=== Begin Enclosure ===

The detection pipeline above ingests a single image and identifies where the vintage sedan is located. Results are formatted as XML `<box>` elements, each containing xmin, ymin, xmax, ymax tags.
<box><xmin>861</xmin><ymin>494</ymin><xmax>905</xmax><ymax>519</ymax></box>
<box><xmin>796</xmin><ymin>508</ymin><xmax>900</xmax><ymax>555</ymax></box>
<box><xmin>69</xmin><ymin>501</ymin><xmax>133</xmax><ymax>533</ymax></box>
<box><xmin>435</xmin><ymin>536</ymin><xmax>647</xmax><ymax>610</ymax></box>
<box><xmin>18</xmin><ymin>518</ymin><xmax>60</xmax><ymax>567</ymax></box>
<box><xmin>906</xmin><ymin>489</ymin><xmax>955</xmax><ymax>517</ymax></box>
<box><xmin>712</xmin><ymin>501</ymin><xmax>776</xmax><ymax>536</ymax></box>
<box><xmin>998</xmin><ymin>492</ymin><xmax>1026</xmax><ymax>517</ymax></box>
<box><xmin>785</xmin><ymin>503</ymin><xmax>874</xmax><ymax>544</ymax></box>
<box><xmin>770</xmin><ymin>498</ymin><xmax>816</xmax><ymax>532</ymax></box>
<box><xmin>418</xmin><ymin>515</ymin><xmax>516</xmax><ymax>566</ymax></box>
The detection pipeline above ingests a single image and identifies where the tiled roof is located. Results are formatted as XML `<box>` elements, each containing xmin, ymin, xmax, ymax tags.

=== End Enclosure ===

Write out the listing once more, matching it exactly.

The detection pipeline above ingests a single image and identifies where the vintage sedan is located. Results are formatted as XML `<box>` elements, each containing xmin, ymin, xmax, ymax tags.
<box><xmin>861</xmin><ymin>494</ymin><xmax>905</xmax><ymax>519</ymax></box>
<box><xmin>796</xmin><ymin>508</ymin><xmax>900</xmax><ymax>555</ymax></box>
<box><xmin>69</xmin><ymin>501</ymin><xmax>133</xmax><ymax>533</ymax></box>
<box><xmin>435</xmin><ymin>536</ymin><xmax>647</xmax><ymax>610</ymax></box>
<box><xmin>18</xmin><ymin>518</ymin><xmax>60</xmax><ymax>567</ymax></box>
<box><xmin>906</xmin><ymin>489</ymin><xmax>955</xmax><ymax>517</ymax></box>
<box><xmin>712</xmin><ymin>501</ymin><xmax>776</xmax><ymax>536</ymax></box>
<box><xmin>998</xmin><ymin>492</ymin><xmax>1026</xmax><ymax>517</ymax></box>
<box><xmin>785</xmin><ymin>503</ymin><xmax>874</xmax><ymax>544</ymax></box>
<box><xmin>770</xmin><ymin>498</ymin><xmax>816</xmax><ymax>532</ymax></box>
<box><xmin>418</xmin><ymin>515</ymin><xmax>516</xmax><ymax>566</ymax></box>
The detection pipeline above ingests a single image and identifies where the tiled roof is located. Results are formatted as XML `<box>` elements, each containing xmin, ymin, xmax, ymax tags.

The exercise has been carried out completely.